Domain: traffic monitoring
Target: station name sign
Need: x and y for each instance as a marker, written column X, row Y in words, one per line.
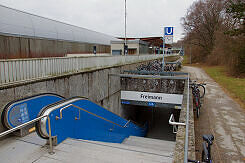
column 152, row 97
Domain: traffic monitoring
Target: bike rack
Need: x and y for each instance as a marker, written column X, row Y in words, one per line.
column 171, row 121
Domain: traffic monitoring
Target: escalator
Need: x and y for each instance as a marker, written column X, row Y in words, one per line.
column 23, row 110
column 80, row 118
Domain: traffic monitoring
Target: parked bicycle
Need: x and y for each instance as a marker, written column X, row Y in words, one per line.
column 206, row 149
column 197, row 95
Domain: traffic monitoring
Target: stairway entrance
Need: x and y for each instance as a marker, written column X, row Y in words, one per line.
column 157, row 119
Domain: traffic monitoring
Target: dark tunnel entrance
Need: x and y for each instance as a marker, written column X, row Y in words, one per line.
column 157, row 119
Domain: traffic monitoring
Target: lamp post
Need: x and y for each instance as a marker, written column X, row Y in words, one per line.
column 125, row 23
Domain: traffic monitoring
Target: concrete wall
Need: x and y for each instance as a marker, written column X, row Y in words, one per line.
column 12, row 47
column 97, row 85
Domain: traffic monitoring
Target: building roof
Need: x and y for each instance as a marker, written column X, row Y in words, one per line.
column 152, row 41
column 15, row 22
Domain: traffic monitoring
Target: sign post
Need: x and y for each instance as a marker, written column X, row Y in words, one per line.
column 167, row 39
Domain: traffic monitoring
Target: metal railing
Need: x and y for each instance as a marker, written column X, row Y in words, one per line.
column 61, row 111
column 187, row 122
column 19, row 70
column 28, row 123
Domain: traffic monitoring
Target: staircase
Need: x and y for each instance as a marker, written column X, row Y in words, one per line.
column 133, row 149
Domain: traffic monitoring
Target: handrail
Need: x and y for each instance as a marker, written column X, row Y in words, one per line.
column 172, row 122
column 28, row 123
column 127, row 123
column 187, row 122
column 89, row 113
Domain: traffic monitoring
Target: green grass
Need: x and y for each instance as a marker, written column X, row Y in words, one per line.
column 234, row 86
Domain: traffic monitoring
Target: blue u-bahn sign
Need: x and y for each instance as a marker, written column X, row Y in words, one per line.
column 168, row 31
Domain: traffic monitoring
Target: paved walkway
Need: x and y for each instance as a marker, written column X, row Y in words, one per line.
column 223, row 117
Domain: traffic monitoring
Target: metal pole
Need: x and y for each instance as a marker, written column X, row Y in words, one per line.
column 125, row 19
column 50, row 138
column 187, row 123
column 163, row 47
column 190, row 54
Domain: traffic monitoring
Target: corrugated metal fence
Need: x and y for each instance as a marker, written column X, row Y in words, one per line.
column 20, row 70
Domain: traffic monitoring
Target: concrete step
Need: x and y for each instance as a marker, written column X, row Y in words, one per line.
column 149, row 143
column 72, row 150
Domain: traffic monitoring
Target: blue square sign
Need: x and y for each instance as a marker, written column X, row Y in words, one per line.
column 169, row 31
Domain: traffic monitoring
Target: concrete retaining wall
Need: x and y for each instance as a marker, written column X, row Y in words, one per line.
column 98, row 85
column 12, row 47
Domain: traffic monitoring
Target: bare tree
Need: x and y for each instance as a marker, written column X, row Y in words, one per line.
column 201, row 22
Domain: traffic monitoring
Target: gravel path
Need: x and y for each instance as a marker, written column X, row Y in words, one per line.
column 221, row 116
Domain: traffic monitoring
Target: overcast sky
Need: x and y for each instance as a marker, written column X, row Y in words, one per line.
column 145, row 18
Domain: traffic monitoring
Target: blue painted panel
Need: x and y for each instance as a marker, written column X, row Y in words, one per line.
column 92, row 125
column 22, row 111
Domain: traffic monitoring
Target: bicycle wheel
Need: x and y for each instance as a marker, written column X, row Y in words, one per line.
column 202, row 90
column 198, row 112
column 203, row 156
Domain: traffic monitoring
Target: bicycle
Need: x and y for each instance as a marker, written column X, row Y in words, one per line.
column 197, row 95
column 206, row 151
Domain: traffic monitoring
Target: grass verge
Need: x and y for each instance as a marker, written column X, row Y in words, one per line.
column 234, row 86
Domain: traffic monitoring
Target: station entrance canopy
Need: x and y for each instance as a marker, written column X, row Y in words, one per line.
column 153, row 91
column 151, row 99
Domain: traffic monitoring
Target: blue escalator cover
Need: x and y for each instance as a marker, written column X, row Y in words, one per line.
column 91, row 122
column 21, row 111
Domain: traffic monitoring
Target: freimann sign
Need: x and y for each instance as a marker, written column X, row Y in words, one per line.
column 152, row 97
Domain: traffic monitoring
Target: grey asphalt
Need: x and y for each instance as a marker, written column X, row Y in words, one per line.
column 221, row 116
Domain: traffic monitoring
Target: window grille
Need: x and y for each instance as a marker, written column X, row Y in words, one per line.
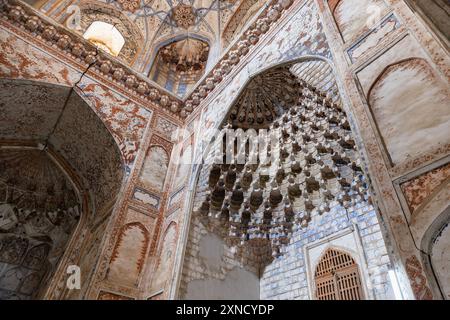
column 337, row 277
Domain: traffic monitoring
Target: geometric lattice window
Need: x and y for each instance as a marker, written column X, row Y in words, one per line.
column 337, row 277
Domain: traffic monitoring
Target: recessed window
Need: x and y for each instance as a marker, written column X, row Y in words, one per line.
column 337, row 277
column 105, row 36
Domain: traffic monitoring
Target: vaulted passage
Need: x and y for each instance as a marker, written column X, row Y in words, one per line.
column 60, row 171
column 288, row 164
column 39, row 210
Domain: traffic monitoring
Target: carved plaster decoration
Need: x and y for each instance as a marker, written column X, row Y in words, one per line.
column 312, row 167
column 39, row 209
column 83, row 51
column 184, row 16
column 130, row 5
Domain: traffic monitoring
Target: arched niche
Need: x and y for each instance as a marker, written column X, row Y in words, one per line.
column 51, row 125
column 354, row 17
column 217, row 197
column 337, row 277
column 129, row 254
column 91, row 11
column 409, row 103
column 166, row 258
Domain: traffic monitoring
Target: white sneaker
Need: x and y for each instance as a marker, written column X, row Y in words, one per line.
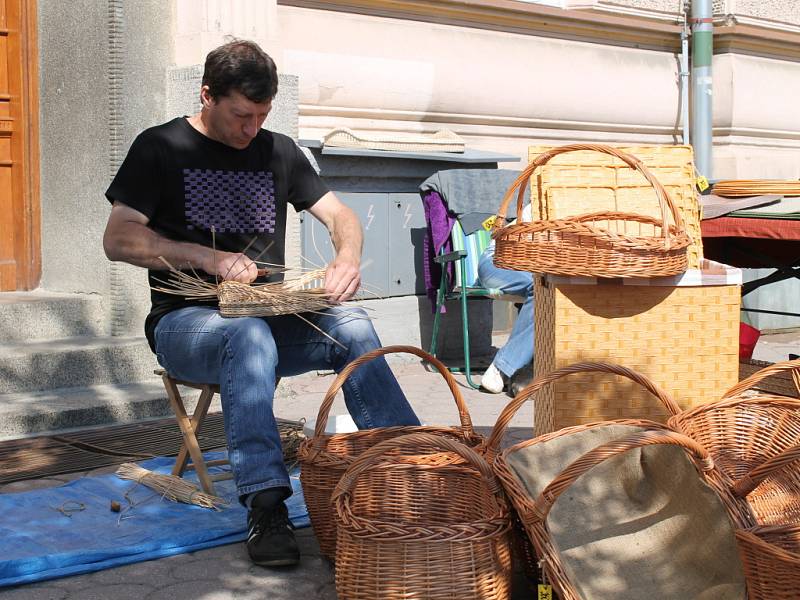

--------

> WORK ORDER: Report the tally of lines in the material holding "blue", and add nothing to it.

> TASK ANSWER: 4